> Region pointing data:
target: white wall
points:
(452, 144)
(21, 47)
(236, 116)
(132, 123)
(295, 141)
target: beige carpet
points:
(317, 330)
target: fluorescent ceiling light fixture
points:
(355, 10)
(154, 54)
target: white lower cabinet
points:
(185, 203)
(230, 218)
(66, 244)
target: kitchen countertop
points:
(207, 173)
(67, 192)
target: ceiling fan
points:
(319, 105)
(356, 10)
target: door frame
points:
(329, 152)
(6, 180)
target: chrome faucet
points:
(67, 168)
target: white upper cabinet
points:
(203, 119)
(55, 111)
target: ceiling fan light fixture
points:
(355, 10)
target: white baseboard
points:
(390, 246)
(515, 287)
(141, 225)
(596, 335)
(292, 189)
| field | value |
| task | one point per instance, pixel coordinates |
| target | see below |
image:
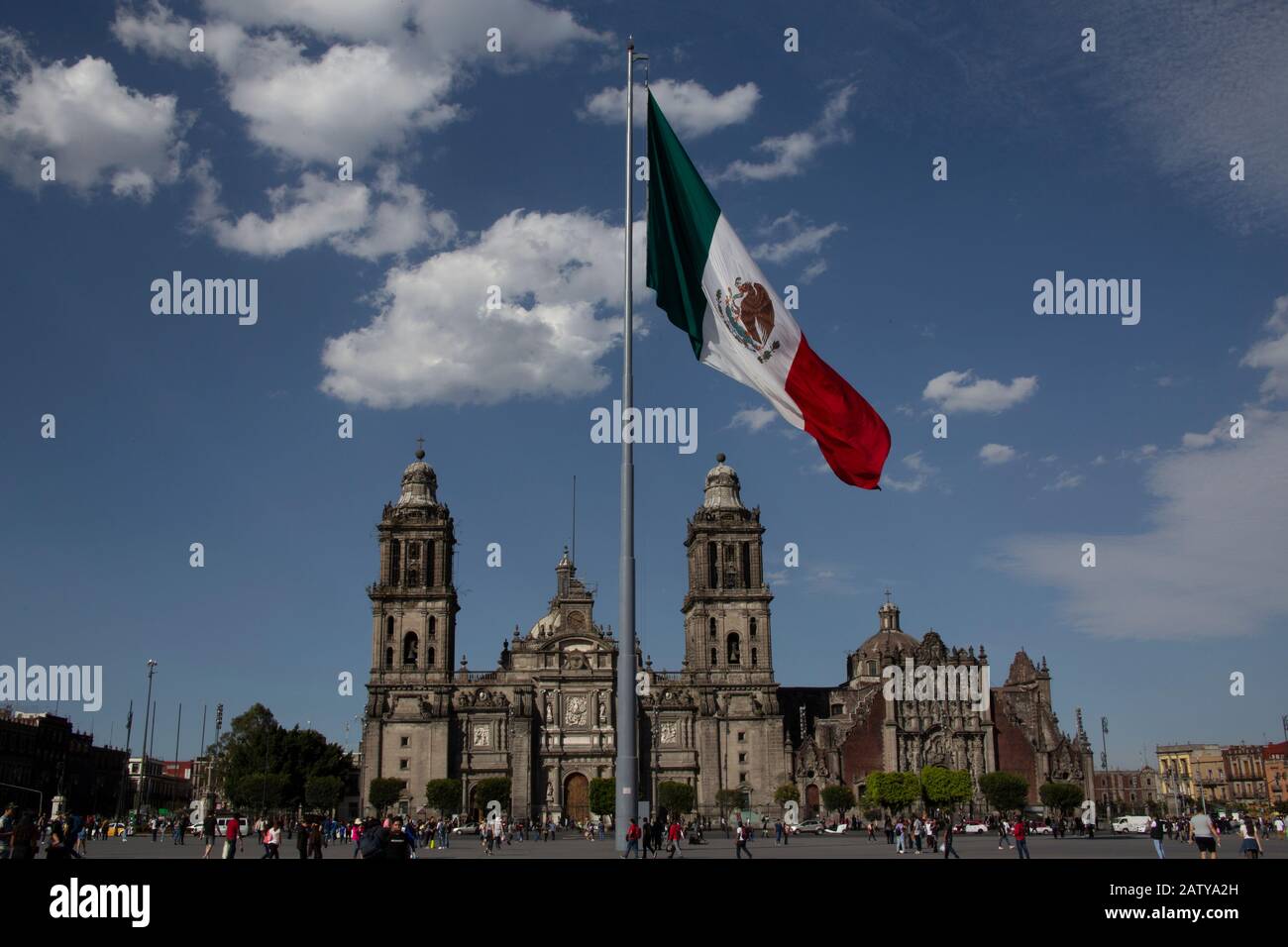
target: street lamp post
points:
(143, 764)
--
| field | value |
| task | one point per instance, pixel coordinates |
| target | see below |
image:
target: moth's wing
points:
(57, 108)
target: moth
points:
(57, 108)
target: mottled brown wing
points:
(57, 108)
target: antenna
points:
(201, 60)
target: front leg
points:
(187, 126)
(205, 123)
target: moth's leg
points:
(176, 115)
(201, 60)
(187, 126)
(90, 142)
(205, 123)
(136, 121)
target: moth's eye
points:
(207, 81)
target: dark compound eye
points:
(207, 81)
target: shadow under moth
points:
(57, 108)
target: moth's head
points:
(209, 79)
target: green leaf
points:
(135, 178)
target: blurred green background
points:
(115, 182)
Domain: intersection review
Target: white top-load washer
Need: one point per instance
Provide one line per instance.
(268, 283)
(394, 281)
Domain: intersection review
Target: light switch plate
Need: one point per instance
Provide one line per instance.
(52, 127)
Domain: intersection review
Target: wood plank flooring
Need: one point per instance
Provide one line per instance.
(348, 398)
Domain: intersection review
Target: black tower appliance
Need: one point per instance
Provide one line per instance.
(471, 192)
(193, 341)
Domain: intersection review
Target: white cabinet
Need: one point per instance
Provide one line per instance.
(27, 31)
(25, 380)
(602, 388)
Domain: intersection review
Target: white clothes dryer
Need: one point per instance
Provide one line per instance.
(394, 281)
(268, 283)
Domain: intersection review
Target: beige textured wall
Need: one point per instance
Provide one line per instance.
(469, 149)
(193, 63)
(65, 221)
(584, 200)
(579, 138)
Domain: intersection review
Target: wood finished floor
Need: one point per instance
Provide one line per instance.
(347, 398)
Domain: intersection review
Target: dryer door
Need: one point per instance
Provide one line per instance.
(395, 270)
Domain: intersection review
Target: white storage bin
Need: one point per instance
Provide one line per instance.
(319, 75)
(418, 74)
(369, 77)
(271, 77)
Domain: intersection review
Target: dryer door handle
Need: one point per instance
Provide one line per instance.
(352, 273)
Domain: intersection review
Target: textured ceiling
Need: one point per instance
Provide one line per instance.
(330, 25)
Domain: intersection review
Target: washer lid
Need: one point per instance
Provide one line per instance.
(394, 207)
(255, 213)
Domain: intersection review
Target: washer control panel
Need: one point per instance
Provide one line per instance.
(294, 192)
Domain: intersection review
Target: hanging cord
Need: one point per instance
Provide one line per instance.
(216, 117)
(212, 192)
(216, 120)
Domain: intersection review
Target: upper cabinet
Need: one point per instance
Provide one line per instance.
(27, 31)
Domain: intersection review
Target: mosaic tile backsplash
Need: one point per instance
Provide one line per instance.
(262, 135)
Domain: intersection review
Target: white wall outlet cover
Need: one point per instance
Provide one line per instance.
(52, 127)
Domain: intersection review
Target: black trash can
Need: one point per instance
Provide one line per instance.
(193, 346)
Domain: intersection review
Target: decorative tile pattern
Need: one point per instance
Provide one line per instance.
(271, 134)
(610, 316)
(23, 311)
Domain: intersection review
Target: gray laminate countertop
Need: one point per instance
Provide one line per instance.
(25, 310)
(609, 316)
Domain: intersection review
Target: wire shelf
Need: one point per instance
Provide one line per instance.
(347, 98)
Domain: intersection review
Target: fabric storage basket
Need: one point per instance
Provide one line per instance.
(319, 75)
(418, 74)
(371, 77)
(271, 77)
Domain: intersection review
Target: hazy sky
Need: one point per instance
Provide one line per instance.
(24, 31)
---
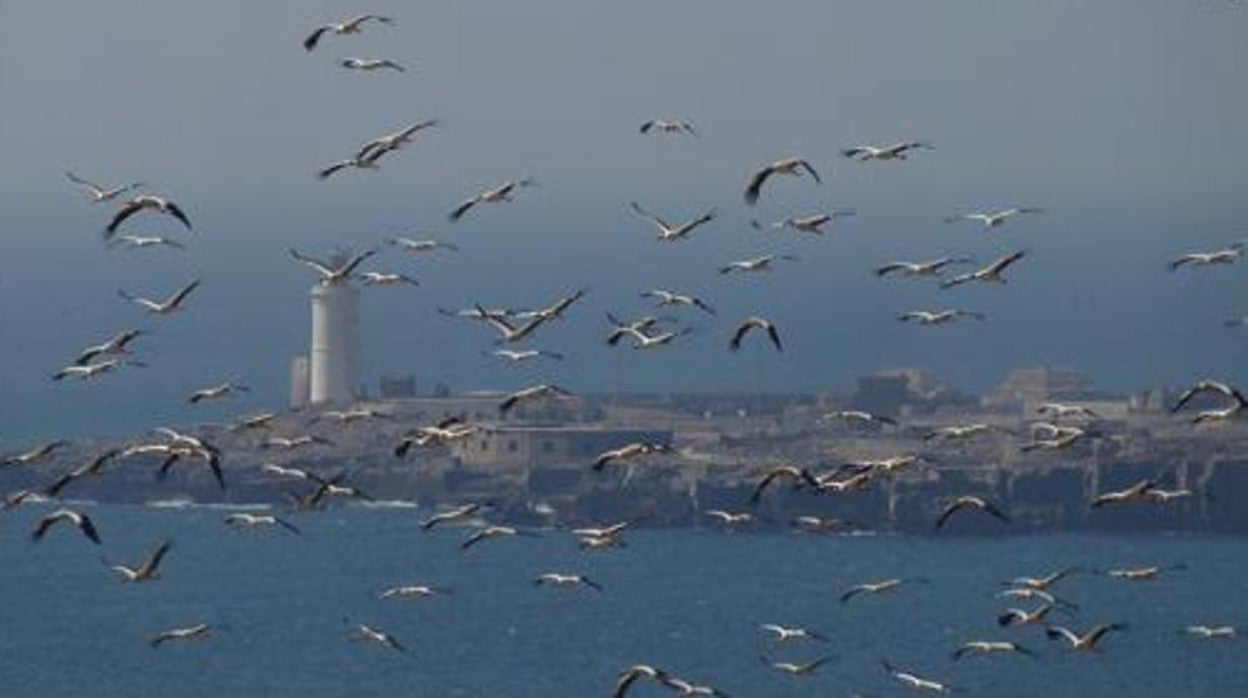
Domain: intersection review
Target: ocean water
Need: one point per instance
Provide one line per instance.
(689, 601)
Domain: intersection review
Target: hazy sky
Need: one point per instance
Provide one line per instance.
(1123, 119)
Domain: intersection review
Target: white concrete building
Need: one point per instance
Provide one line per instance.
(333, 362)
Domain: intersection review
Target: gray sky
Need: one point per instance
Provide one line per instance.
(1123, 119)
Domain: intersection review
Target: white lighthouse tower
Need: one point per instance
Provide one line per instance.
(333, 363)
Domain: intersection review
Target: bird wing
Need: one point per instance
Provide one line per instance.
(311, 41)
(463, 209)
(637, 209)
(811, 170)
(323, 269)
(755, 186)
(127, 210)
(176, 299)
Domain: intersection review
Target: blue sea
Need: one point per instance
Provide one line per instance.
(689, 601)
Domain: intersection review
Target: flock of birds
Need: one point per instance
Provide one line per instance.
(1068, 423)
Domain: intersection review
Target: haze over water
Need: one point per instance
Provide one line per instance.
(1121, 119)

> Task prompt:
Write out each line above containing "wall".

> Solved exercise:
target: white wall
Target: beige textured wall
Target: white wall outlet cover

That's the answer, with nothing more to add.